● Written instruction
Could you rewrite all of these rows with every "locate" changed to "mark" and nothing else altered?

* START *

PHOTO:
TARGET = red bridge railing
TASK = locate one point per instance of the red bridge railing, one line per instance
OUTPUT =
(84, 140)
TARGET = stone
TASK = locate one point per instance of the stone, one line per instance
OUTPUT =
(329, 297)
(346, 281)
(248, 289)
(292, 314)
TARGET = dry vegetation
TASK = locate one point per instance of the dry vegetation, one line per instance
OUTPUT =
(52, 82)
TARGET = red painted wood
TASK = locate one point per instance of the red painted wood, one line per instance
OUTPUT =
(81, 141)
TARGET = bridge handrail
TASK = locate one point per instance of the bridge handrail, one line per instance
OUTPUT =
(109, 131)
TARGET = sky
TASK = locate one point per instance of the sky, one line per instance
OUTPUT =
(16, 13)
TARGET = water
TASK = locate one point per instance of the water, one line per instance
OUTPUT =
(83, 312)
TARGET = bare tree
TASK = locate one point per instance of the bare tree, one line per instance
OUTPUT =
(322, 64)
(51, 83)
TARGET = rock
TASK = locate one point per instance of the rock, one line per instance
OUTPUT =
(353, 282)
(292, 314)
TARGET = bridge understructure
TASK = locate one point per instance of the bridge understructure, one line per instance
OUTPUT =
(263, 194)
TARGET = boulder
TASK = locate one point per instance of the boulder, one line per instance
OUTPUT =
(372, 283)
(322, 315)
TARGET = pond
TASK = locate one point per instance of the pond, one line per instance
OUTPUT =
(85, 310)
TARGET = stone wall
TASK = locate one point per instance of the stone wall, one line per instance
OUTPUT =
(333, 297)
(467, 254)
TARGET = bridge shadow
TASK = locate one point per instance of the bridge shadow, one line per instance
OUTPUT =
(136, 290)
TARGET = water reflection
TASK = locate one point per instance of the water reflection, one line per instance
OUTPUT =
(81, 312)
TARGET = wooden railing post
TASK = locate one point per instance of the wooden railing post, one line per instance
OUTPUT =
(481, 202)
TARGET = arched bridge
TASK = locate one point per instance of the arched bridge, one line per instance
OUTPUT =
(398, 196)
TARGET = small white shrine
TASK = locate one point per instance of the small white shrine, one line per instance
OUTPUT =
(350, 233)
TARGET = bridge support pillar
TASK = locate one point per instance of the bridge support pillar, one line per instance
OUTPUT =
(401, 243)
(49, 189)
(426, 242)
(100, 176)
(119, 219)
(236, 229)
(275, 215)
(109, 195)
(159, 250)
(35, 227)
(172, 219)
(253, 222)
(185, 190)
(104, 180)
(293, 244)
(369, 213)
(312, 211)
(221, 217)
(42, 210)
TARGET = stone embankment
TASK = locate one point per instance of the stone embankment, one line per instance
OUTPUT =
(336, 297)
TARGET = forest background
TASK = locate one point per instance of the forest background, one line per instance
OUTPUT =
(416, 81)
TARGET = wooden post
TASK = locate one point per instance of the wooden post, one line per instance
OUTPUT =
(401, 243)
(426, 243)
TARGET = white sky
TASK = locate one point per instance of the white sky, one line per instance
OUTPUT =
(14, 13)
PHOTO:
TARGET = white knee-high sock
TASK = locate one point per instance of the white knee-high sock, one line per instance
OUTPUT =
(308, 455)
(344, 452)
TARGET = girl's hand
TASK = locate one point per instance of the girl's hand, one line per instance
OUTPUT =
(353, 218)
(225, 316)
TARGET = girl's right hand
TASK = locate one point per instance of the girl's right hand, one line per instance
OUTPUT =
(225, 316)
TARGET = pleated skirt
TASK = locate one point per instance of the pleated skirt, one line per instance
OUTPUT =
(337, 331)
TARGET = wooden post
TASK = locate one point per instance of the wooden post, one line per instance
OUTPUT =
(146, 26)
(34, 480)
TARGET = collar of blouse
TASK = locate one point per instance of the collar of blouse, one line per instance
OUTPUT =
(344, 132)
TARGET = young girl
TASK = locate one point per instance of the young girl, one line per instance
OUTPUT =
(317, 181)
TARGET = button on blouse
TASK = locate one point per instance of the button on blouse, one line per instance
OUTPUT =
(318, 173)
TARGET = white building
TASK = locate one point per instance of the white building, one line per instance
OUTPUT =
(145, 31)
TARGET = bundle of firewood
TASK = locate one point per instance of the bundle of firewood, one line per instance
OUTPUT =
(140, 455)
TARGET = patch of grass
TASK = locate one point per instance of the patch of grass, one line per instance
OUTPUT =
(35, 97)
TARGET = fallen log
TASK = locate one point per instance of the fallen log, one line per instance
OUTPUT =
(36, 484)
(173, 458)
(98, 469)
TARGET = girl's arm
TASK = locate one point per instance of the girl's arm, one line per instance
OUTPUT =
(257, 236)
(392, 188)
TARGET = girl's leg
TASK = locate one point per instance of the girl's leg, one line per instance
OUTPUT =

* END *

● Worked solution
PHOTO:
TARGET = red bridge railing
TASK = mark one point per instance of the red bridge railing, one line per instance
OUTPUT =
(84, 140)
TARGET = stone
TASK = mark one point per instance of the stone, one line per instance
OUTPUT =
(329, 297)
(346, 281)
(248, 289)
(292, 314)
TARGET = dry vegetation
TASK = mark one point per instance of the dry vegetation, one line per instance
OUTPUT =
(52, 82)
TARGET = red painted wood
TASK = mark one point per instance of the red painted wood, one line per instance
OUTPUT =
(81, 141)
TARGET = bridge handrail
TASK = mark one point per instance of the bridge handrail, one line per instance
OUTPUT =
(109, 131)
TARGET = sky
TASK = mark one point per instance of the sky, one line per instance
OUTPUT =
(16, 13)
TARGET = water
TASK = mark one point per instance of the water, one line per instance
OUTPUT =
(83, 312)
TARGET = bare tree
TASK = mark one point per instance of the bare tree, one line per instance
OUTPUT =
(322, 64)
(51, 83)
TARGET = rock
TASK = mark one point per instance of the rock, one line per instance
OUTPUT =
(353, 282)
(292, 314)
TARGET = bridge understructure
TASK = mark one point per instance of the bridge understructure, one line per instance
OUTPUT =
(263, 194)
TARGET = boulder
TASK = mark one point per instance of the boulder, one line per instance
OUTPUT =
(372, 283)
(322, 315)
TARGET = pond
TASK = mark one point per instance of the pond, one line per instance
OUTPUT =
(85, 310)
TARGET = stone wall
TASK = mark one point per instance of the stone wall, one line per instance
OUTPUT =
(333, 297)
(467, 254)
TARGET = bridge shadow
TASK = mark one point per instance of the bridge shadow, one line per instance
OUTPUT =
(136, 290)
TARGET = water reflection
TASK = mark one point per instance of the water reflection, one line per instance
OUTPUT =
(81, 312)
TARGET = wooden railing post
TASK = mark one point per instance of the wooden railing post, one line per instance
OUTPUT =
(481, 202)
TARGET = arched bridge
TASK = mark one point per instance of the arched bridge, one line per instance
OUTPUT =
(398, 196)
TARGET = small white shrine
TASK = mark one point per instance of the small white shrine, one line per instance
OUTPUT =
(350, 233)
TARGET = bridge support pillar
TASK = mark one point per instance of the bridge support pillar, one line per instance
OUTPUT =
(401, 243)
(49, 189)
(426, 242)
(100, 176)
(119, 219)
(236, 229)
(275, 215)
(109, 195)
(159, 250)
(35, 227)
(172, 219)
(253, 222)
(185, 190)
(104, 180)
(293, 244)
(369, 213)
(312, 211)
(221, 217)
(42, 210)
TARGET = stone embankment
TASK = mark one point per instance of the stone embankment, one line per instance
OUTPUT =
(336, 297)
TARGET = forest background
TASK = mark one point per instance of the forest background, one line per instance
OUTPUT =
(416, 81)
TARGET = wooden post
TASK = mark one point per instance of the wooden post, one line per instance
OUTPUT =
(401, 243)
(426, 243)
TARGET = white sky
TASK = mark one point per instance of the white sky, one line per instance
OUTPUT =
(14, 13)
PHOTO:
TARGET = white knee-high sock
TASK = mark one point per instance of the white knee-high sock, one line per instance
OUTPUT =
(308, 455)
(344, 452)
TARGET = girl's hand
TASK = mark one point per instance of the girl's hand, one line per instance
OUTPUT =
(353, 218)
(225, 316)
TARGET = girl's right hand
TASK = mark one point per instance of the girl's right hand, one line per instance
OUTPUT =
(225, 316)
TARGET = pleated skirt
TASK = mark one point per instance of the pleated skirt, one line per instance
OUTPUT =
(337, 331)
TARGET = wooden post
TASK = mark one point per instance of the wooden post, one line per instance
OUTPUT =
(146, 26)
(34, 480)
TARGET = collar of blouse
TASK = mark one point per instance of the collar of blouse, one line per instance
OUTPUT =
(344, 132)
TARGET = young girl
TASK = mark one point per instance of the young girl, one line per instance
OUTPUT =
(317, 181)
TARGET = button on blouse
TASK = mark one point per instance of the button on blouse, one line per instance
OUTPUT =
(318, 173)
TARGET = white building
TASK = mark one point per instance of the white building, one line per instance
OUTPUT =
(145, 31)
TARGET = bundle of firewood
TASK = mark one point per instance of the bundle of firewood, one line per instance
OUTPUT =
(140, 455)
TARGET = patch of grass
TASK = mark one point per instance of the patch of grass, one line per instance
OUTPUT =
(35, 97)
TARGET = fallen log
TASK = mark one point per instance of the fallen log, one line per instance
OUTPUT =
(36, 484)
(173, 458)
(98, 469)
TARGET = girl's arm
TASK = mark one point per instance of the girl's arm, one line per instance
OUTPUT =
(257, 236)
(392, 188)
TARGET = girl's leg
TASK = mark one point per instance of the girl's leg, one line per instance
OUTPUT =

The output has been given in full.